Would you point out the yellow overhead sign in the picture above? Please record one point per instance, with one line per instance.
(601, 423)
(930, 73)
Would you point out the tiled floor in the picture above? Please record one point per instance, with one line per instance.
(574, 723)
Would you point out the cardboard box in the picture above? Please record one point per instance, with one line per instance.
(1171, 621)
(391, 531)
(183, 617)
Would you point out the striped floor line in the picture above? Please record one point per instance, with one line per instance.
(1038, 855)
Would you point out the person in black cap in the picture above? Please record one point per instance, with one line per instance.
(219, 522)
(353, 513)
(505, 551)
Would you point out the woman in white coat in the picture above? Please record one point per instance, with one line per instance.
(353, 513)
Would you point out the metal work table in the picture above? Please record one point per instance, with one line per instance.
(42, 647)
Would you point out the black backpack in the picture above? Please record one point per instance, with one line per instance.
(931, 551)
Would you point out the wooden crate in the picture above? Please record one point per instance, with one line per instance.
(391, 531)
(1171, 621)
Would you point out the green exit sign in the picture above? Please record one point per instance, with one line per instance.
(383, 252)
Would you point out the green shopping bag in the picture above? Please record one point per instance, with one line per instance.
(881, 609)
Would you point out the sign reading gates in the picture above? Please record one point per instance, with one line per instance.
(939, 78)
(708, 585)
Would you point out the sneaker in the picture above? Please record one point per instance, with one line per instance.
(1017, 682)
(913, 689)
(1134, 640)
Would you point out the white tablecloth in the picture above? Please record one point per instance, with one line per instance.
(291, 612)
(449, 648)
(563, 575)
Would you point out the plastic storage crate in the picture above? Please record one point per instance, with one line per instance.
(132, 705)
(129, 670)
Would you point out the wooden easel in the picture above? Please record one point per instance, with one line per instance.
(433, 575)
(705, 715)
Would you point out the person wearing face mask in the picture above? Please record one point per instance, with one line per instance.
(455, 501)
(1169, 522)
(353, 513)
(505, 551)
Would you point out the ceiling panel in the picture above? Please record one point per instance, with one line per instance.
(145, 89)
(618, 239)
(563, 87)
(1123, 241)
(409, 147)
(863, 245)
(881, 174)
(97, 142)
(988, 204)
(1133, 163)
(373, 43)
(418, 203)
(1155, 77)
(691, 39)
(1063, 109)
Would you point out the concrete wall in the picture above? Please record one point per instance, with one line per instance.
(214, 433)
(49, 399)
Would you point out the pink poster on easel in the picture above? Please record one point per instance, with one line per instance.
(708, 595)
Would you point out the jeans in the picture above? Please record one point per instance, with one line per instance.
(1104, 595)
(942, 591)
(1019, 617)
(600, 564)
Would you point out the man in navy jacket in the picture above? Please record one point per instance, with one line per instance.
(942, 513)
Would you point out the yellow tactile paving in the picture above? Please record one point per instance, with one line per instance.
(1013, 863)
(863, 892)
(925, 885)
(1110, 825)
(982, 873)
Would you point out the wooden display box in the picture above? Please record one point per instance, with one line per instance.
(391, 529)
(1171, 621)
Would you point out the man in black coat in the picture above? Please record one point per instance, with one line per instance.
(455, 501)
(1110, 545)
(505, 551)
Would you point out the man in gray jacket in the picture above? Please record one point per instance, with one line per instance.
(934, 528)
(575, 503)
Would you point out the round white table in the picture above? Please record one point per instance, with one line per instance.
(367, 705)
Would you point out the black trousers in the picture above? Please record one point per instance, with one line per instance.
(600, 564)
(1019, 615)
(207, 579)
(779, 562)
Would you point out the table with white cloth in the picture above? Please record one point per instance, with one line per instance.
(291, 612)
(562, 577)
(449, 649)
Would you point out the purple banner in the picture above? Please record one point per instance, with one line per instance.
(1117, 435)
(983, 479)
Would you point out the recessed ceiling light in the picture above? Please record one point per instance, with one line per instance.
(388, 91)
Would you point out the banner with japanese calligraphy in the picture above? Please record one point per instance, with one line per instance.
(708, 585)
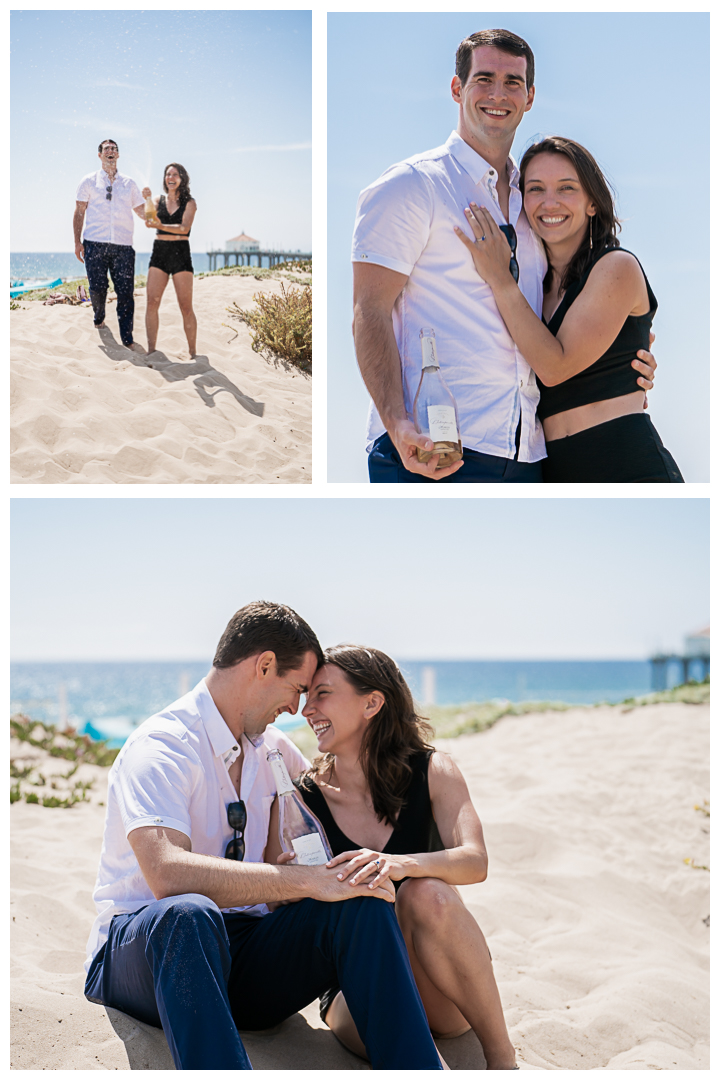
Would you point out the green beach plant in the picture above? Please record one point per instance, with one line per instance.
(66, 743)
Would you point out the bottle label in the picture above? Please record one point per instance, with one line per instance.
(429, 352)
(283, 781)
(310, 850)
(442, 423)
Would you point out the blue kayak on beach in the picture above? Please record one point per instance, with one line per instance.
(38, 284)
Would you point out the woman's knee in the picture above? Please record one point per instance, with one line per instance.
(426, 900)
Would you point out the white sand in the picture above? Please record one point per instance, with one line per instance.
(84, 409)
(595, 922)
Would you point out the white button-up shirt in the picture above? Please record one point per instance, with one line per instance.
(405, 221)
(109, 220)
(173, 771)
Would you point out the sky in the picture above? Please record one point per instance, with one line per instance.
(422, 579)
(633, 88)
(225, 93)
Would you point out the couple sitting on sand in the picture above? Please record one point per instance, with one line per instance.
(106, 201)
(380, 933)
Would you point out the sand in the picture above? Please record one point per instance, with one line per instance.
(597, 926)
(84, 409)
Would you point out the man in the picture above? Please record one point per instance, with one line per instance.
(186, 942)
(109, 199)
(410, 271)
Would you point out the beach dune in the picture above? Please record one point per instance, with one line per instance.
(596, 907)
(84, 409)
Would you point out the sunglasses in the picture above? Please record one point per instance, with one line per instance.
(238, 821)
(511, 237)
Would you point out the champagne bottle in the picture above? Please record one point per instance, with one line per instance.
(150, 213)
(299, 829)
(434, 409)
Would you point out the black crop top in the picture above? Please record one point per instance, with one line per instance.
(416, 828)
(168, 218)
(611, 376)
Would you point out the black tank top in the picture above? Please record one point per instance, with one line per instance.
(168, 218)
(416, 828)
(611, 376)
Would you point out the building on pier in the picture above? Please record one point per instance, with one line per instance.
(242, 243)
(693, 662)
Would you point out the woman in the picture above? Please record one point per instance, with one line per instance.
(597, 312)
(392, 807)
(171, 254)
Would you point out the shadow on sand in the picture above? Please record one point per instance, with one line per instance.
(207, 381)
(295, 1044)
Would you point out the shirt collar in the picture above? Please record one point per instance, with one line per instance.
(475, 164)
(222, 741)
(119, 175)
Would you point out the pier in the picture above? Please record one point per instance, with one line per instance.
(694, 666)
(273, 258)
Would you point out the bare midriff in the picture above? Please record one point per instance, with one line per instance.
(562, 424)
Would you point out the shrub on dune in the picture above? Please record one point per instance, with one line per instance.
(281, 324)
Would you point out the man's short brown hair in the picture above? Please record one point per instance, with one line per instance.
(505, 41)
(262, 626)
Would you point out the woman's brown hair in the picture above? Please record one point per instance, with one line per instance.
(602, 227)
(393, 733)
(184, 191)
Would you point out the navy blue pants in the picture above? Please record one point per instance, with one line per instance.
(385, 467)
(181, 964)
(119, 261)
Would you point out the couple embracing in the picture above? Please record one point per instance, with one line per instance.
(205, 928)
(543, 322)
(103, 226)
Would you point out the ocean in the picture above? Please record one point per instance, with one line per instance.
(29, 267)
(109, 700)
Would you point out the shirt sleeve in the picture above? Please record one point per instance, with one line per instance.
(84, 189)
(154, 783)
(393, 220)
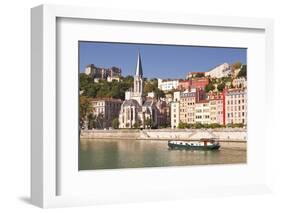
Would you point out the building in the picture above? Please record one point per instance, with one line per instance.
(199, 82)
(167, 85)
(216, 107)
(163, 118)
(187, 106)
(105, 110)
(220, 71)
(99, 73)
(239, 82)
(138, 111)
(235, 104)
(183, 85)
(202, 112)
(195, 75)
(175, 110)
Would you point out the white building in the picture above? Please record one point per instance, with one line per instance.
(136, 111)
(236, 106)
(220, 71)
(202, 112)
(175, 110)
(239, 82)
(167, 85)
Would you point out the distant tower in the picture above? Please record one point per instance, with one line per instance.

________

GOAL
Leave images out of the retyped records; keep all else exact.

FINISHED ANSWER
Would you point out the yellow overhead sign in the picture above? Please record one point per instance, with one line per instance.
(601, 423)
(930, 73)
Would you point out the tiled floor in the picture above? Please record one point per instance, with one line per instance.
(574, 723)
Would you point out the cardboard box in the picture above? Please record one point per instance, with one line per instance.
(1171, 621)
(391, 531)
(183, 617)
Would you point out the striped floor line in the picture above? Please record one point per instance, with one line per instance.
(1038, 855)
Would you point out the person in black cap in the picture above? Please record one point per instance, with one line per instance.
(219, 522)
(353, 513)
(505, 551)
Would you point out the woman in white coat in the picture above? Please record one point per instance, with one line per instance.
(353, 513)
Would you point out the metal work table in the picture above? Please record one point per instance, with one line per instance.
(42, 647)
Would you point out the black backpack in the picture above? Please record one point per instance, with one line per instance.
(931, 551)
Would you point out the wooden crate in the picture above? Please record one point per instance, with one line per instance.
(391, 531)
(1171, 621)
Would you point out the green exit sign in the picture above? Please record one point per instance, with one line per instance.
(383, 252)
Would you point out the green shopping bag in the picture above? Please record one point per instance, with one line per instance.
(881, 609)
Would you point out the sign reading gates in the picture above? Please record one point per instance, with one line per instance.
(939, 78)
(708, 585)
Would you point out the sneaker in the picture above? Please record one point per instance, with one line per instance.
(1017, 682)
(913, 689)
(1134, 640)
Would you point out the white tablecloth in the picture above? Please record one point per instance, with one line per instance.
(291, 612)
(449, 648)
(563, 575)
Would you point out the plastic storage crate in the picture above? Please record one point per instance, with one line per instance.
(132, 705)
(129, 670)
Would you point out the wooden easel in the picture above? Please record one point per instance, with one line per instance.
(433, 575)
(705, 715)
Would you point out the person wearing face mask in the picture above? Please record one point per instance, with one line per instance.
(455, 501)
(1169, 522)
(353, 513)
(505, 551)
Would you point out the ceiling panel in the picture above? Please record one point per instance, with one line per instance.
(145, 89)
(618, 239)
(563, 87)
(1123, 241)
(409, 147)
(863, 245)
(881, 174)
(97, 142)
(988, 204)
(1133, 163)
(373, 43)
(418, 203)
(1155, 77)
(691, 39)
(1063, 109)
Would you point out the concrete wall in the picture above? Please record one point per instance, with one line per instance.
(214, 433)
(49, 399)
Would you point out the pink poster on easel in the picture above? Please record one point per instance, with one line per instance.
(708, 595)
Would you point out the jeans in the picture above? Please record one point per instance, with one line per instance.
(1104, 595)
(942, 591)
(1019, 617)
(600, 564)
Would you point out the man in navy jacket in the picture above? Please record one point per instance, with one line per instance.
(942, 513)
Would you point out the yellow tactile paving in the picture above? Please record one point per instance, with one line per instance.
(1013, 863)
(863, 892)
(925, 885)
(1110, 825)
(982, 873)
Would you point out the wooden display box in the picture above? Please record one point per instance, with one line per instance.
(391, 529)
(1171, 621)
Would you point out the man in black coat in the picture above? Please record one point per instance, with one line per instance.
(455, 501)
(1110, 545)
(505, 551)
Would you point out the man in gray jacket in the picture above? Please record one point per instance, with one line per instance.
(934, 528)
(575, 503)
Would you point out the round white table in the picture above? Please record one point per instance, with one line per instance.
(367, 705)
Would you point out the black trousers in the picture above? Please record one point per instance, with one line per instance.
(600, 564)
(1019, 615)
(207, 579)
(779, 562)
Would you point out the table with white cloth in the picture above? Please record one point per instance, with one line per instance.
(291, 612)
(562, 577)
(449, 649)
Would you point out the purple banner in the picture above? Please record one point per instance, with one line per instance.
(1117, 435)
(983, 479)
Would you point out the recessed ceiling light in the picture above? Please record one point per instance, with one line per instance.
(388, 91)
Would you point out the banner with japanese calligraphy in the picture above? Please record one point per instance, with one line per instance.
(708, 585)
Would you point out the green beach plant in the picture above? Please record one point per instance, with one line per instance.
(66, 743)
Would you point out the bottle label in the picture above? Please record one point per instance, with one line per instance.
(429, 352)
(283, 781)
(310, 850)
(442, 423)
Would you point out the blue kayak on beach in the picture above? Please record one point per instance, with one line per instance.
(38, 284)
Would you point out the woman's knee in the picture above? Please record one point per instance, with one line per instance.
(426, 900)
Would you point out the white sand in the picture above? Please record one point per instance, with one line per instance.
(84, 409)
(595, 922)
Would you point out the white button-up shirt in the picture above? Please record one point per instance, with one line per instance.
(405, 221)
(109, 220)
(173, 771)
Would you point out the sky in the picture above? Please record one point per instance, with one line per instance.
(422, 579)
(633, 88)
(225, 93)
Would you point out the couple sitting on sand in the picture above? Please record one point per instance, with one line per instance.
(106, 201)
(380, 933)
Would you point out the sand in the picture above? Please record one point per instance, with one line per instance.
(597, 926)
(84, 409)
Would you point out the man in the picture above? Please record one point per instance, with one line per instance.
(186, 942)
(109, 199)
(410, 271)
Would you point out the beach dune in the picture above? Please record one point per instance, with one line per instance.
(596, 907)
(84, 409)
Would you point out the sunglasses in the picture above? Please record one point per instance, with one line per instance.
(238, 821)
(511, 237)
Would you point out the champagne bottle in the picture above? Please record one point per instance, with one line per instance.
(150, 213)
(299, 829)
(434, 409)
Would you point out the black crop top in the picture above? Please record one point per instance, with one line per instance.
(416, 828)
(168, 218)
(611, 376)
Would you point out the black tank top in the picture above? Please record one point per instance, with one line per instance.
(168, 218)
(416, 828)
(611, 376)
Would you point out the building on pier in the picture above? Please record one point per instance, with one line per instance.
(242, 243)
(693, 662)
Would you point out the woman in the picture above? Please record one point per instance, with one line per instance.
(597, 312)
(392, 807)
(171, 254)
Would you point out the shadow on sand in the picture above? Please record one point per instance, with one line per instance.
(207, 381)
(295, 1044)
Would you point out the shirt collar in the picture above? Please record one point per instance, with one line per instance.
(475, 164)
(222, 741)
(119, 175)
Would you point out the pier in the picture above? Please record one point per instance, with one line per instance.
(694, 666)
(273, 258)
Would you point out the bare midriff in the picture above? Please record one point per instance, with one line per instance.
(562, 424)
Would you point out the shrub on dune in the picture above? Please record one point per instance, with one line per instance.
(281, 324)
Would you point out the man's short brown hair in the picture above? Please record one point per instance, with one line per instance.
(505, 41)
(262, 626)
Would you point out the woman's brown hair in the picture above? Please record one point per instance, with one line per instance.
(602, 227)
(393, 733)
(184, 191)
Would you point out the navy blue pants in the picture above? Please record one point per instance, with one line per instance.
(385, 467)
(181, 964)
(119, 261)
Would you point out the couple embracing in the picture above? Please record one point per instance, with one line per instance.
(205, 928)
(543, 322)
(103, 226)
Would you point out the ocean in the picture above? Please record one point per instance, with one line per instance.
(29, 267)
(109, 700)
Would you point out the shirt sleeve in the picture above? Please record one point per instance, with one line per instance.
(84, 189)
(154, 783)
(393, 220)
Would you point out the building in the picture above? Please record one point per instance, with one line per instance.
(199, 82)
(167, 85)
(216, 107)
(163, 118)
(187, 106)
(105, 110)
(220, 71)
(99, 73)
(239, 82)
(138, 111)
(235, 104)
(183, 85)
(202, 112)
(195, 75)
(175, 110)
Would you point out the white building in the picture above? Please record one point per instance, with one line per instance.
(136, 111)
(236, 106)
(220, 71)
(202, 112)
(175, 110)
(239, 82)
(167, 85)
Would you point out the distant tower in the picture above? Please record one point per instance, with one line per instance.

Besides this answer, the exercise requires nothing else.